* [Exercise description]:
According to the excerpt below on microcontroller instruction timing, how many clocks does the original 8051 need for one machine cycle?

Figure 5-7. Five-Cycle Instruction Timing


Example: MUL A,B

A4h

*Shaded areas are held in a weak latch on the port until overdriven.

5.7 Comparison to the 8051

The original 8051 had a 12-clock architecture. A machine cycle needed 12 clocks and most instructions
were either one or two machine cycles. Thus except for the MUL and DIV instructions, the 8051 used
either 12 or 24 clocks for each instruction. Furthermore, each cycle in the 8051 used two memory fetches.
In many cases the second fetch was a dummy, and the extra clock cycles were wasted.

The high-speed microcontroller uses 4 clocks per cycle. Since a cycle is now aligned with a memory fetch
when possible, most instructions have the same number of cycles as bytes. This leads to more
“categories” than the original 8051. Where there were primarily one and two cycle instructions before,
there are now one, two, three, and four-cycle instructions. Multiply and Divide require five cycles. Note
however, that regardless of the number of cycles, each instruction is at least 1.5 and most are 2 to 3 times
faster than its original counterpart.

* [Entries shown]:
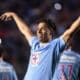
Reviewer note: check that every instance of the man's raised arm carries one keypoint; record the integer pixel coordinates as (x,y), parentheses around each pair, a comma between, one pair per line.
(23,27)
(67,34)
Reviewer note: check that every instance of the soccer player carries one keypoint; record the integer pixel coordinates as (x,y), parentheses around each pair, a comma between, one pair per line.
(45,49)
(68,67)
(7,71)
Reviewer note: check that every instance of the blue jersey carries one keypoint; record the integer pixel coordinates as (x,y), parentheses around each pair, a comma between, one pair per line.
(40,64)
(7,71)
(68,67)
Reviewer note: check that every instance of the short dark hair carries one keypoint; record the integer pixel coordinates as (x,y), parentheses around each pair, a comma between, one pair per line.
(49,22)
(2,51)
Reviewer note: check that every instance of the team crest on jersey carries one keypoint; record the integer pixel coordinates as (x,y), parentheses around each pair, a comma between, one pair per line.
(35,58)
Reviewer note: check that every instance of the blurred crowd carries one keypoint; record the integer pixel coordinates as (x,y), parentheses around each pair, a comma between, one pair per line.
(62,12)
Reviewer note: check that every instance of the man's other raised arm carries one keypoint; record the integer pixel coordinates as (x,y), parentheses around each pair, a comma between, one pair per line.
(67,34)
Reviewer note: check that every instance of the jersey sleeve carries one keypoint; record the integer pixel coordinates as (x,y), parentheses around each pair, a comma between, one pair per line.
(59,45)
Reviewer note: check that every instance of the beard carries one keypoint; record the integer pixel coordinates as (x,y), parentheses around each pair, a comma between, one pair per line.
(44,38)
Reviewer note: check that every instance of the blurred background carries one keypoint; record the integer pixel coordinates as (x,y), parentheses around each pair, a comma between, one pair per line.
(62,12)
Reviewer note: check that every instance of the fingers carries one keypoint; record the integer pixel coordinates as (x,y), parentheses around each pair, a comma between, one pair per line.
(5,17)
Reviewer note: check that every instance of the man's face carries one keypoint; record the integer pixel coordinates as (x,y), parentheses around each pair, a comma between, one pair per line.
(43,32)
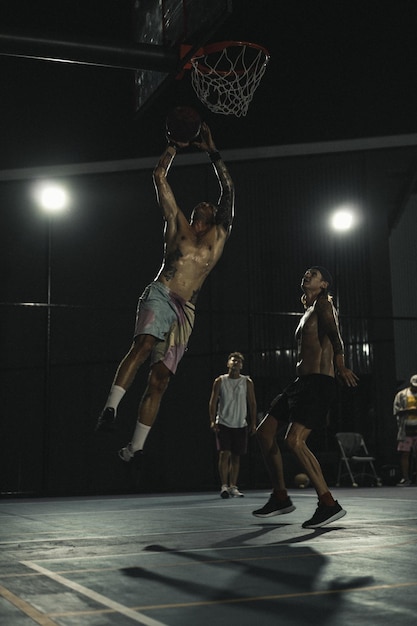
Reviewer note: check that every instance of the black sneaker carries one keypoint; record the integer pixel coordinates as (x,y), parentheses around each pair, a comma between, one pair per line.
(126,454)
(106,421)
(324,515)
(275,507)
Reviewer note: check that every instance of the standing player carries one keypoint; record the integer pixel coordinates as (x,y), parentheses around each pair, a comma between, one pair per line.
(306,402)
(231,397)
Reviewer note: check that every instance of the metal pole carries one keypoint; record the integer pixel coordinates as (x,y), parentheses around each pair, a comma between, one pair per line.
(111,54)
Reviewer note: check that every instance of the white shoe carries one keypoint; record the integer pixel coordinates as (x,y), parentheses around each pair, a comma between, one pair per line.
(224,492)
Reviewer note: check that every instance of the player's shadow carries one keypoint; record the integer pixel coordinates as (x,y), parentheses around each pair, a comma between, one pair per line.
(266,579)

...

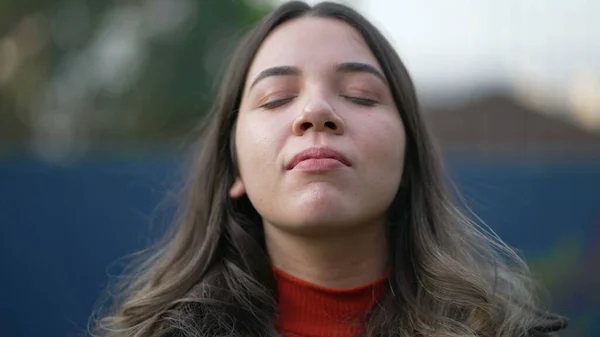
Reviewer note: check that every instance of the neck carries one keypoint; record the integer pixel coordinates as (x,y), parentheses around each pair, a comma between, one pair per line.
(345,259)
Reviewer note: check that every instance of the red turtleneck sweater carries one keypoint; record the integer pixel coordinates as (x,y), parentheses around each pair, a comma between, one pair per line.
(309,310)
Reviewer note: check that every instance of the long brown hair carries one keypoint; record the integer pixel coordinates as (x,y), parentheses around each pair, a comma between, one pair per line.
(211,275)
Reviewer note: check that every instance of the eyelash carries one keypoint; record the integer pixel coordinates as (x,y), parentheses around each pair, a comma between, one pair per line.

* [Expected output]:
The original 8051 needs 12 clocks per machine cycle.